§ WHAT IS ASKED: Pick up the passage below about branch meetings and caucusing after its final sentence and continue it.

§ GIVEN TEXT:

Meetings need to be accessible, at a time and place convenient to members, but also with content that's relevant, engaging and understandable.
Meeting content should include something educational (possibly on a topical political issue, but not necessarily).
Importantly, branch meetings should discuss and guide the political work of the branch. Issues that we are working on should be discussed by the membership wherever possible, and should use that input to set our tasks and perspectives. Organisers and fractions should report in (where possible) to get input from others in the branch. People should come away from a branch meeting feeling like they've had input and have ownership over our political work.
A big problem for SA today is engaging with members who can't make it to branch meetings. We should still try and engage these members. We need to try and find ways to involve these people in our political project.
What other ways can we engage this broader membership? Can we make better use of fractions for people? Could we organise a suburban/local committee to involve people that can't easily make the branch meetings? Can we make skype available for meetings (although this could be a dangerous game)? Can we make better use of branch newsletters? Could more regular branch conferences be held? Can your branch circulate minutes via email, or encourage members who can't easily make meetings to submit motions or written reports in advance?
Caucus/fractions/working groups
A caucus, fractions, working groups etc are important parts of our political work and organisation. Bringing comrades together who share areas of work (such as union work, environmental or anti-war). Caucusing strengthens our organisation and our members in several ways. It allows us to bring together everyone's experience and ideas, and to co-ordinate our response to debates in a movement. It also allows us to make sure that we are all aware of things that may become an issue in a meeting or a group, or that we are all conscious of ensuring that certain concrete proposals get through or get discussed.
This doesn't mean that we try to stitch up meetings before they happen. We don't seek to artificially lay out a line and tie our members to that position it in a meeting. We rightly disagree with other groups that caucus to an extreme, and it looks horrible when people from a group get up, use the same sound grabs, and vote en block at the beck and call of a “leader”.
If we over caucus, it can be alienating for independents (and potential recruits) if the decisions for a meeting is all figured out before hand, and thus limits their input.
What we seek to do is make sure all our members are informed of what we are doing. If we are all informed and have heard people's ideas for taking the movement forward, then in general we will come to an agreement. If we keep our members informed that give them the ability to engage in the debate as it evolves, not need to take the lead from another individual.

§ ENTRIES PROVIDED:
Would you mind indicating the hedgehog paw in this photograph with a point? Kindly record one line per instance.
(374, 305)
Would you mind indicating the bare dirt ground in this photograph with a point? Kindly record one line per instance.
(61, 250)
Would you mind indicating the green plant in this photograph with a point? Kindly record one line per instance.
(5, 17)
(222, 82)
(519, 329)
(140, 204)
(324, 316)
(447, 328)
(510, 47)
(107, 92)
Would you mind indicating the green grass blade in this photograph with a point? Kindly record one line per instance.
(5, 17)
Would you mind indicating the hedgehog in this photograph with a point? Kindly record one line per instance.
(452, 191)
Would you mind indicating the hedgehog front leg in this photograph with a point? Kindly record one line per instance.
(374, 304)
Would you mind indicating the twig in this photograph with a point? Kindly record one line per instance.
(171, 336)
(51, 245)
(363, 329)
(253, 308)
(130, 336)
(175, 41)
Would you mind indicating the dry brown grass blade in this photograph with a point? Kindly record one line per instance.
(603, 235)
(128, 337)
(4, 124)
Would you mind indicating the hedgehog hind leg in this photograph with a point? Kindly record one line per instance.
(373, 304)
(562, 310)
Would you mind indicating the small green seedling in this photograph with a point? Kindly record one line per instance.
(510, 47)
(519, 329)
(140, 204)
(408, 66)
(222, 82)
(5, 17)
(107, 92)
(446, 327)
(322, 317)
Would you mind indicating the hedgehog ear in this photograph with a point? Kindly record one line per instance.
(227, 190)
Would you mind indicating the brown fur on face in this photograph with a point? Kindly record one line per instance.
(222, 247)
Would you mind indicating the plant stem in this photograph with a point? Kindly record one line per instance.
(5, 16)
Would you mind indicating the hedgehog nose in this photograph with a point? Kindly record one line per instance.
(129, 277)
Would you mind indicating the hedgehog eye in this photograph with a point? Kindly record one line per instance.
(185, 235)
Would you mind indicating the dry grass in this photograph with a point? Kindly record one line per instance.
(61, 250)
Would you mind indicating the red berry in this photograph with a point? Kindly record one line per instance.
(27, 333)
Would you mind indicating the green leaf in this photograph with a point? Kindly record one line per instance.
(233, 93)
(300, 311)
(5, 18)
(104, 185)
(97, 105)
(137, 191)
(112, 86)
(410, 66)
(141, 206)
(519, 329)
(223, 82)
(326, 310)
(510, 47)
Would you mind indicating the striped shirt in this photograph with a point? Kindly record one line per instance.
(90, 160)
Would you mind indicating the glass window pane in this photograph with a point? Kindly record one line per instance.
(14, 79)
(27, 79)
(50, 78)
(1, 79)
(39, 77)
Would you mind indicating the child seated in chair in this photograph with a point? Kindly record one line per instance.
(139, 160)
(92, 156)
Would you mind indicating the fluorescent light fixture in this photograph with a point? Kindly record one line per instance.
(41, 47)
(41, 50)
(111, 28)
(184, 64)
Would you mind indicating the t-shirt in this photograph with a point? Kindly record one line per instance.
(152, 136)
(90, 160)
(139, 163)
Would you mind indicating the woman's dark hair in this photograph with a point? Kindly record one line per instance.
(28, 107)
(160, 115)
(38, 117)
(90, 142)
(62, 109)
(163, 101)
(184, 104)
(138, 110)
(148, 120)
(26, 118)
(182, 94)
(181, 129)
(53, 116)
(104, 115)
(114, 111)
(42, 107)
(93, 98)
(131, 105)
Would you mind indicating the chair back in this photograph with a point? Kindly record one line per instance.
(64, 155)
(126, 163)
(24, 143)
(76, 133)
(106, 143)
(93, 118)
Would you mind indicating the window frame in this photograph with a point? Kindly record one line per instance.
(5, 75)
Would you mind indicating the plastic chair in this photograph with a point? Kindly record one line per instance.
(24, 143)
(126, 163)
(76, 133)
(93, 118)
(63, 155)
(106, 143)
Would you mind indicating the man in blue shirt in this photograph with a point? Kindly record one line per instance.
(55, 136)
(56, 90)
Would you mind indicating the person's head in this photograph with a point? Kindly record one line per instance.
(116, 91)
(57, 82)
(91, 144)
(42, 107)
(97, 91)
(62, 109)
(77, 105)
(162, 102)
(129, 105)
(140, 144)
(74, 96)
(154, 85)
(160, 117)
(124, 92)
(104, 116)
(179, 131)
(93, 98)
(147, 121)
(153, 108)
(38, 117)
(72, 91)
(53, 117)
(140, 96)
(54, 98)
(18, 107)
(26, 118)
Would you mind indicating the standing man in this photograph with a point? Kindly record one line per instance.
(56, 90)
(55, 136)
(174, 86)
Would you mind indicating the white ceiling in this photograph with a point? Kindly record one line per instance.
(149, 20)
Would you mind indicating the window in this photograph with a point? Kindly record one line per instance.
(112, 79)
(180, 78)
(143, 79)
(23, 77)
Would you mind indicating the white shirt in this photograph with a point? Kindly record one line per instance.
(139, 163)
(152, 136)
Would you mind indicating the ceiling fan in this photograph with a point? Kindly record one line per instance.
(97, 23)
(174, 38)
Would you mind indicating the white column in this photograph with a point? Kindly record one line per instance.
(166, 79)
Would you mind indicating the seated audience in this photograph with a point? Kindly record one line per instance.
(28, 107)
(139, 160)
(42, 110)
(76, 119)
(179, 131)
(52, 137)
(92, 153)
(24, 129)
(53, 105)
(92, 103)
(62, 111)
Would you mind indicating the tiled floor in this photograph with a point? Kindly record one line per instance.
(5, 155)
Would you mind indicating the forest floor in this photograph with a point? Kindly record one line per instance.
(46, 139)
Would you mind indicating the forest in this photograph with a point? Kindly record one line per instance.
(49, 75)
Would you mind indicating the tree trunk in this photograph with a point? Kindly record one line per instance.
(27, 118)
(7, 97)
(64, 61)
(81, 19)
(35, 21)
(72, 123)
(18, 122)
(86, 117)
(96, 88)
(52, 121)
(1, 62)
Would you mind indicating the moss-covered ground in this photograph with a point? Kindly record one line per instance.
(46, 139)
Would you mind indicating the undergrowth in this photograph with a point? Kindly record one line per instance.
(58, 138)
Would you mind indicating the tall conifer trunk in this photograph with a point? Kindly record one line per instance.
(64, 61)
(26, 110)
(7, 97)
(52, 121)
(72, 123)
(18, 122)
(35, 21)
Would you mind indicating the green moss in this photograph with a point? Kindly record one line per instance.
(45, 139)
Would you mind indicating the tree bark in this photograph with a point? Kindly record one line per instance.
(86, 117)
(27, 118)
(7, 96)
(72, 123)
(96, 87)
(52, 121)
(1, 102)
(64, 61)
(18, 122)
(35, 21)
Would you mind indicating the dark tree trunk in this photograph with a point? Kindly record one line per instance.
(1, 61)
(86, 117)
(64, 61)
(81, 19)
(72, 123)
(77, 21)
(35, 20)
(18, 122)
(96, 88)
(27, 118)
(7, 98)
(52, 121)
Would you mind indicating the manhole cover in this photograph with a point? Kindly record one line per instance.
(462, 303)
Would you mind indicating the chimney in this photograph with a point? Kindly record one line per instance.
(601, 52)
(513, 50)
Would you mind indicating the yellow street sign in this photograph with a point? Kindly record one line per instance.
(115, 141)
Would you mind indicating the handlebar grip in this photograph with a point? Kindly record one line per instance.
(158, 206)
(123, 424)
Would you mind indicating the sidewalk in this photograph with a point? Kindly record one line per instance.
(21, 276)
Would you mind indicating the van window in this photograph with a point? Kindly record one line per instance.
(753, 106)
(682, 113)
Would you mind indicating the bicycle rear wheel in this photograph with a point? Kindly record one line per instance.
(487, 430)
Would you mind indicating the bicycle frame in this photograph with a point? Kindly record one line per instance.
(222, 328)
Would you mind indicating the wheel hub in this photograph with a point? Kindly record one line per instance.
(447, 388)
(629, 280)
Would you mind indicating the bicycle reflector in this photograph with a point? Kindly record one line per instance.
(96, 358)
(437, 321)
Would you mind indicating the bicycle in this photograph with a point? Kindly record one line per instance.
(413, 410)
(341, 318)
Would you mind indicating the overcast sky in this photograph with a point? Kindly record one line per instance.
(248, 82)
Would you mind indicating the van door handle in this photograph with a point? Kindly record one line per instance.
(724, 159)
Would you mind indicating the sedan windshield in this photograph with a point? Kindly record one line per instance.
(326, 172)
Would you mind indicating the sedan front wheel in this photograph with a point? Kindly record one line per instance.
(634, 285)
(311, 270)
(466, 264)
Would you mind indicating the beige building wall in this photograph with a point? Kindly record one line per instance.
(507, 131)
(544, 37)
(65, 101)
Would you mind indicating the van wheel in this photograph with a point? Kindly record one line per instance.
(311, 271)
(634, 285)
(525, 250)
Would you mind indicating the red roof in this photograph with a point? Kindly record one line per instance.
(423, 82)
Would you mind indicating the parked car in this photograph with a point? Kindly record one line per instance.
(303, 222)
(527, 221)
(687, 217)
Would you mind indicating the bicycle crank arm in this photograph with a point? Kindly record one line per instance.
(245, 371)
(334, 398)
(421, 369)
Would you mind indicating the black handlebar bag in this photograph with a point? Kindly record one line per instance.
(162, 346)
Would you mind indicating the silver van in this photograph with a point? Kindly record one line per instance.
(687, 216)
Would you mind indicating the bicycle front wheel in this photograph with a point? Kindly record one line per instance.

§ REPLY TO THE TASK:
When our caucus is about sharing information to work out a common approach on those areas it is useful to do so, we give our members the tools they need to engage with and build a movement and our organisation.
Involving our membership
We are only as strong as our membership, and everything we do we should be geared towards involving our membership as much as possible. It is important that this isn't done in tokenistic ways, but involve our members in real ways where they have input into not just our activities but setting our political direction.
In organising and involving people, we cannot be proscriptive. There is not a one size fits all policy for involving people. We will be joining different people, with different levels of political experience and understanding, different constraints and limitations on their time. We need to be conscious of this and tailor our involvement for people to suit them, so as we get the most out of the members of our organisation, and they get the most out of us.
A really good example of finding ways to fit our organisation to our people was the Socialist Parents group that Perth branch was experimenting with when I was in WA. Comrades with small children, for obvious reasons, have real limitations to what they can make it too and the ways they can be involved, branch meetings at night are a difficult for those with kids to regularly attend. A parents group was a really good way of engaging some of our members and periphery in a regular political discussion, and we were able to involve more people as a result.
What we need to be doing is adjusting our organising to our people where they are at. Some people we join will be able to immediately fall into organising roles, but the overwhelming majority won't (even if they would like too, people need to be trained up into these roles - no one is born a bolshie). Sometimes, particularly in branches in big cities where we are under enormous pressure to cover events and relate to everything, we can slip into a mechanical form of organising where we overload and overwhelm new keen members, and end up losing them when the pressure becomes too much.
We can't continue to do this. It is infinitely more important to train and educate someone properly, and give them the skills to become a free thinking and lifelong revolutionary then it is to hit the special spot for the paper.
Role of organisers
The role of the organiser thus is to facilitate the many threads and facets of our organisation.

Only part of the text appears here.